═══ Extracted records ═══

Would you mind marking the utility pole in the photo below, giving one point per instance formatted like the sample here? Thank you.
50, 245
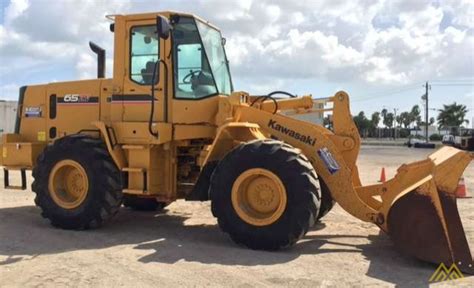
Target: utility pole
395, 120
425, 97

═══

◆ **Directive**:
Can you copy out the records again with "utility pole" swapped for "telephone pole" everywhere and nothing else changed, leaving out the pictures?

◆ **Solution to the exercise**:
Would you mind marking the telephone pole in the photo below, giving one point per instance formatted like the sample here? Thank you.
50, 245
Target: telephone pole
395, 120
425, 97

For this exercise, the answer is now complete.